**INSTRUÇÕES DO EXERCÍCIO**
**a)** Reescreva sob a forma de lista o parágrafo do excerto sobre Portugal e a Guerra Civil de Espanha iniciado por "O Governo português foi contactado", conservando os factos principais.
**b)** Transcreva sem alterações, do excerto sobre Portugal e a Guerra Civil de Espanha, o trecho que abre com as palavras que contêm "O Governo português" e fecha com "Fundação Mário Soares.".

Atentas a uma guerra civil cujo desfecho se anunciava trágico a diplomacia francesa e inglesa movimentam-se para obter um pacto de neutralidade por parte dos países europeus — excepto as fascistas Alemanha e Itália que estariam do lado dos Nacionaistas.
O Governo português foi contactado, e ensaia uma dança de ‘nins mas tambéns’. A 1 de setembro, Salazar recusa a proposta francesa de pertencer à comissão internacional de fiscalização da “não intervenção” em Espanha. O embaixador britânico entra em cena e tenta convencer Lisboa a aderir ao Comité de Fiscalização, nos dias 4 e 11.
Da Legião Portuguesa às brigadas dos Viriatos
A 30 de setembro, o Governo reconhece qiue a Legião Portuguesa é uma “formação patriótica de voluntários destinada a organizar a resistência moral da Nação e cooperar na sua defesa contra os inimigos da Pátria e da ordem social”, lê-se numa cronologia disponível na Fundação Mário Soares.
Esta força para-militar de voluntários surge “associada à dinâmica da Guerra Civil de Espanha”, explica o historiador António Costa Pinto, especialista na investigação do Estado Novo: “É a partir daqui que se organizam as brigadas dos Viriatos”, voluntários portugueses que combateram ao lado das forças Nacionalistas.
Recorde-se que muitos portugueses estiveram do lado dos Republicanos, em combate ou noutro tipo de apoios ao Governo saído das eleições. O médico, político e escritor Jaime Cortesão, foi um dos intelectuais que participou em julho de 1937 no II Congresso Internacional de Escritores Antifascistas em Espanha.
Lisboa corta com o Governo de Madrid
Na sexta-feira, 23 de outubro de 1936, o Governo de Lisboa suspende relações diplomáticas com o Governo republicano que ainda estava em Madrid. Nesse sábado, a União Nacional promove uma manifestação de apoio ao corte de relações dipomáticas com os republicanos eleitos no país vizinho.

**DADOS**

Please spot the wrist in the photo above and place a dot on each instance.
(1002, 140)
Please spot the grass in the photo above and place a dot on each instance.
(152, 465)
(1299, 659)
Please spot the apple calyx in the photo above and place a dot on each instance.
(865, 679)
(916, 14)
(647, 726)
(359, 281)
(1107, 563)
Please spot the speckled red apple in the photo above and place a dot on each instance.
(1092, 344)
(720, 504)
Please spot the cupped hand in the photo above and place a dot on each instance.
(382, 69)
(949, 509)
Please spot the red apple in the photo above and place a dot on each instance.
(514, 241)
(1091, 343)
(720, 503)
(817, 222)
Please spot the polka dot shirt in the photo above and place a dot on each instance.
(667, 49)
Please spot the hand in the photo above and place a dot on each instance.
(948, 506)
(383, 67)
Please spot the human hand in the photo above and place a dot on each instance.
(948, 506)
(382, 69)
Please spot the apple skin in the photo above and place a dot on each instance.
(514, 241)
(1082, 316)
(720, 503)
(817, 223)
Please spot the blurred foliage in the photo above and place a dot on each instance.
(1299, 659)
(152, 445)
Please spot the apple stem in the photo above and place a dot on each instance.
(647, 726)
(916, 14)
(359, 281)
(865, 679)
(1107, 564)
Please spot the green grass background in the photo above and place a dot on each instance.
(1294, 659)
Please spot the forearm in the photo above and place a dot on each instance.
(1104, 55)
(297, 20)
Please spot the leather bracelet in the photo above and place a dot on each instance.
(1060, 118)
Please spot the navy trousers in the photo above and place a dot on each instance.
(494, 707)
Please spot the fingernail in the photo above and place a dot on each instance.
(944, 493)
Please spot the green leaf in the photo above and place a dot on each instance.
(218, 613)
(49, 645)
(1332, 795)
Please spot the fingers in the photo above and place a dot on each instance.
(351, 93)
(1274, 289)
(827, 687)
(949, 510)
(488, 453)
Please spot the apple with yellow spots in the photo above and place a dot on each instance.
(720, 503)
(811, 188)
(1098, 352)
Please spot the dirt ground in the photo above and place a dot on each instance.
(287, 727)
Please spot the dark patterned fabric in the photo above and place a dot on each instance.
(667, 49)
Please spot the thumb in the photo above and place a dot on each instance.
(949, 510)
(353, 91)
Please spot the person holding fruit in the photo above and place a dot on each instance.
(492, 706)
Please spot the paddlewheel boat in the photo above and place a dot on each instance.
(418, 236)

---

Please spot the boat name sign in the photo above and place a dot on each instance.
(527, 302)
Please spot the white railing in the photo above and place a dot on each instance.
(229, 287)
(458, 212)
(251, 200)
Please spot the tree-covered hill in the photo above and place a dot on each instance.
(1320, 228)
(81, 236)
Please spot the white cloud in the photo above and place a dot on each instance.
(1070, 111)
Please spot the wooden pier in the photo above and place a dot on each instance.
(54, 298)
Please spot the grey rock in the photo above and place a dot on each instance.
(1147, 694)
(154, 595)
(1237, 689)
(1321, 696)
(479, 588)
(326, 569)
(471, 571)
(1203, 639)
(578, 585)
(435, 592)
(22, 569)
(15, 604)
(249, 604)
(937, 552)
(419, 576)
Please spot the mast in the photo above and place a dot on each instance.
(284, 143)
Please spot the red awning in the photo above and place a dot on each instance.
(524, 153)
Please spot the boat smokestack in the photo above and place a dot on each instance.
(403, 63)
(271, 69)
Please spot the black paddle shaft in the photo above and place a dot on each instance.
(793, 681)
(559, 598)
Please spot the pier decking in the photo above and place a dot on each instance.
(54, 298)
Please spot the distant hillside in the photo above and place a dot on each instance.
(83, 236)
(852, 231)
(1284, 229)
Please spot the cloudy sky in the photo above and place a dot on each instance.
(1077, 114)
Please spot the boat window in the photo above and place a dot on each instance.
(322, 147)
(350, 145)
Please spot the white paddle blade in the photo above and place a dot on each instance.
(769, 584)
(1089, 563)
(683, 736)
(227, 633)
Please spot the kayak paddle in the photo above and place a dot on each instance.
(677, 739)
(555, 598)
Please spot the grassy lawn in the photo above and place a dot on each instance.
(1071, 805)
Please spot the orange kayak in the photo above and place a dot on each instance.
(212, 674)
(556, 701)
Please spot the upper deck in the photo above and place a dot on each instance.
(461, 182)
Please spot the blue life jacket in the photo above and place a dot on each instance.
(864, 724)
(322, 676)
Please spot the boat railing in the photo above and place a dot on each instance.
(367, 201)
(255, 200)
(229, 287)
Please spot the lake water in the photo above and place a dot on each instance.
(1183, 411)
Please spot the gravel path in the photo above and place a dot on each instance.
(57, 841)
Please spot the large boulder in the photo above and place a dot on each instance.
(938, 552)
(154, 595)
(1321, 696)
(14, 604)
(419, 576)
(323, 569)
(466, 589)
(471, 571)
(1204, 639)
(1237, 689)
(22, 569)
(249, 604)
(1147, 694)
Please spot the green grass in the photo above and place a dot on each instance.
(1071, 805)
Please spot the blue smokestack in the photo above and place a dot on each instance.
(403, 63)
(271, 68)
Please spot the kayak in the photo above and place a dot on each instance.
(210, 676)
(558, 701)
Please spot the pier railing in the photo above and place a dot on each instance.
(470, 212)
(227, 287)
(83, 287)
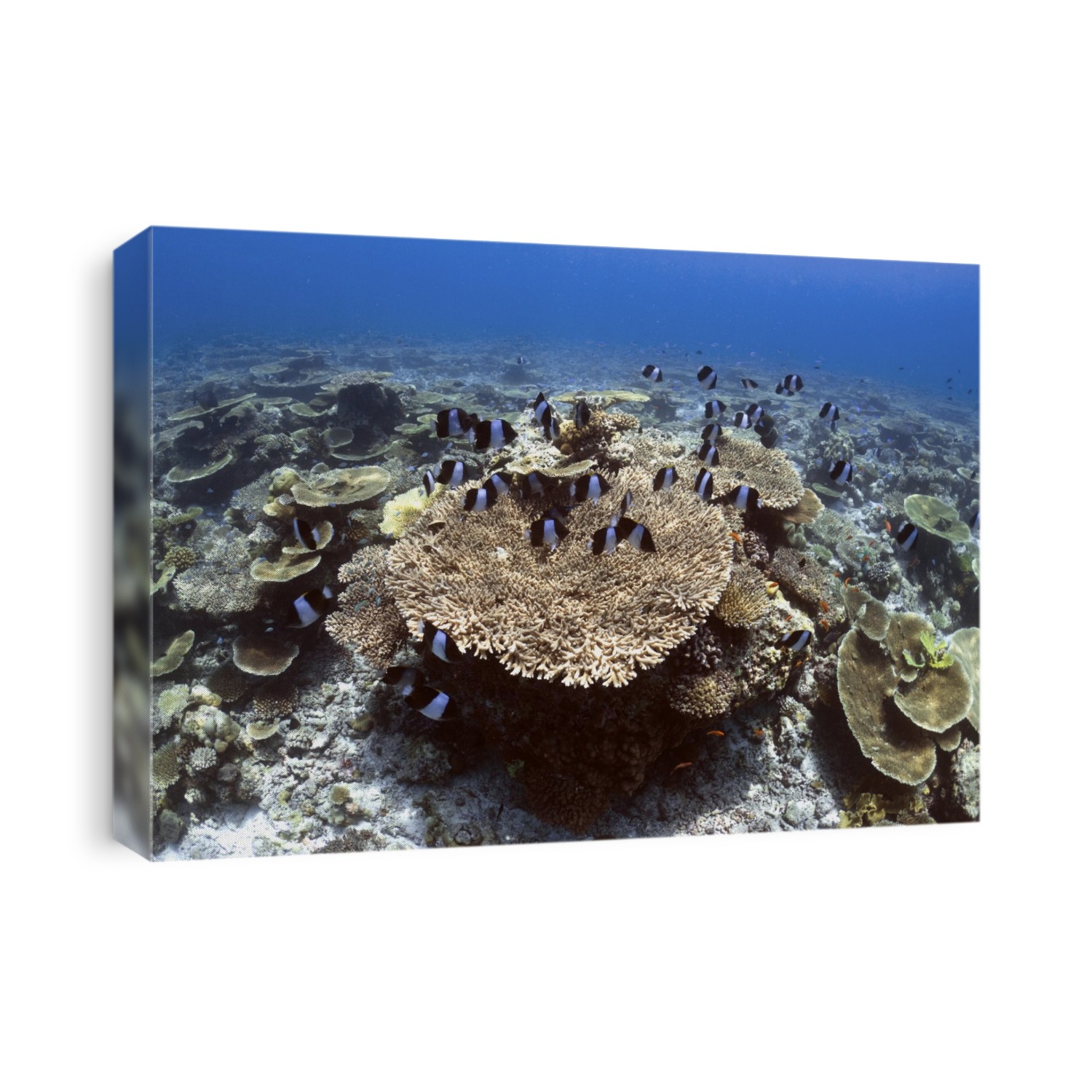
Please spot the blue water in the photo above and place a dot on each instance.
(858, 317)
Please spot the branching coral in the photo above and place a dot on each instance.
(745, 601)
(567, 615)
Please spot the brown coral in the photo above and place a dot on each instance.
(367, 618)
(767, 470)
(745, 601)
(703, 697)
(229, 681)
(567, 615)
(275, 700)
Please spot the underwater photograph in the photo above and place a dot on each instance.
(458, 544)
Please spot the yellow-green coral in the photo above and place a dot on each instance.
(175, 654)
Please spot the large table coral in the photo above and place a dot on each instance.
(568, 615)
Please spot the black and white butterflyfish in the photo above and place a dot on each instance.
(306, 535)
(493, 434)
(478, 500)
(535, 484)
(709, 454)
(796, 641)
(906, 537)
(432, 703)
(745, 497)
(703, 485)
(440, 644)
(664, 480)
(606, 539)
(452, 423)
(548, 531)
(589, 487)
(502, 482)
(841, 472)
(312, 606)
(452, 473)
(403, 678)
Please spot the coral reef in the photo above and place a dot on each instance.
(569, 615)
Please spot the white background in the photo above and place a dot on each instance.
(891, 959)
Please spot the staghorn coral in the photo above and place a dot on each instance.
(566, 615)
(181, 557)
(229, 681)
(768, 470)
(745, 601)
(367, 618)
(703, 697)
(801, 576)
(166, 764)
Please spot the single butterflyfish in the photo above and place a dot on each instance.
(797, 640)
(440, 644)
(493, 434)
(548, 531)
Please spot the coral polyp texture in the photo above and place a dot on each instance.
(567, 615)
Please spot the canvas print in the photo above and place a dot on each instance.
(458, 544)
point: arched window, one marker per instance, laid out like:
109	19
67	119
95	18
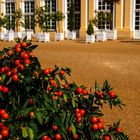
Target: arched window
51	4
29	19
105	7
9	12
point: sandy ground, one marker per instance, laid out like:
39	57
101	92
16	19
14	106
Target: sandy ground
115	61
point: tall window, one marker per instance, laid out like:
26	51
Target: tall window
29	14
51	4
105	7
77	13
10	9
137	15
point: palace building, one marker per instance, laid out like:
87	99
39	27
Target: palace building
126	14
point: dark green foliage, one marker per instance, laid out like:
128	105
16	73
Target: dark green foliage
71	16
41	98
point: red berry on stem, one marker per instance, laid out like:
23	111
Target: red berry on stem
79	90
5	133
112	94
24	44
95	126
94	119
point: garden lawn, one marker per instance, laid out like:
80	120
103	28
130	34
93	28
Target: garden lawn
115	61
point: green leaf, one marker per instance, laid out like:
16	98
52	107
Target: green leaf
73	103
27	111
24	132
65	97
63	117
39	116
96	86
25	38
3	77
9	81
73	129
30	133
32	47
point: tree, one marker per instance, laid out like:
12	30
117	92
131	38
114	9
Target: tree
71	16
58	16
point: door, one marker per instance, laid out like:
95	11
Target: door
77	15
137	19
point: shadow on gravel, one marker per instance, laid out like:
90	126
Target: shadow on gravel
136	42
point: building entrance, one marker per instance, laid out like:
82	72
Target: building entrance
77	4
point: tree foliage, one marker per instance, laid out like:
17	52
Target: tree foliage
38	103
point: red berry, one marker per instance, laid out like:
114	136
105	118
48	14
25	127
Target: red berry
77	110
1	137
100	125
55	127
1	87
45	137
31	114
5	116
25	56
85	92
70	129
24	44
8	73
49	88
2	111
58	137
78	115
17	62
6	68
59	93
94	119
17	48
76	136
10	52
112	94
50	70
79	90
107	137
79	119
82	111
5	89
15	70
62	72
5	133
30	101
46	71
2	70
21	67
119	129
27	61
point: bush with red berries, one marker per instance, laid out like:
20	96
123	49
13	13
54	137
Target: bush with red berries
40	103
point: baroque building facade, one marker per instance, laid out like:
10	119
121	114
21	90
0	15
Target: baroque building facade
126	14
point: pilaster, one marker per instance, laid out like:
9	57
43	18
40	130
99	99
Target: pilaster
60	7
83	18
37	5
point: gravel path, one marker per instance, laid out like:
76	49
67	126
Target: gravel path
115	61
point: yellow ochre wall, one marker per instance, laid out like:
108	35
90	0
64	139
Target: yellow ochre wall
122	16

**RESULTADOS POR ORDEM**
**a)**
- O Governo português é contactado e ensaia uma dança de ‘nins mas tambéns’.
- A 1 de setembro, Salazar recusa a proposta francesa de pertencer à comissão internacional de fiscalização da “não intervenção” em Espanha.
- Nos dias 4 e 11, o embaixador britânico tenta convencer Lisboa a aderir ao Comité de Fiscalização.

**b)**
O Governo português foi contactado, e ensaia uma dança de ‘nins mas tambéns’. A 1 de setembro, Salazar recusa a proposta francesa de pertencer à comissão internacional de fiscalização da “não intervenção” em Espanha. O embaixador britânico entra em cena e tenta convencer Lisboa a aderir ao Comité de Fiscalização, nos dias 4 e 11.
Da Legião Portuguesa às brigadas dos Viriatos
A 30 de setembro, o Governo reconhece qiue a Legião Portuguesa é uma “formação patriótica de voluntários destinada a organizar a resistência moral da Nação e cooperar na sua defesa contra os inimigos da Pátria e da ordem social”, lê-se numa cronologia disponível na Fundação Mário Soares.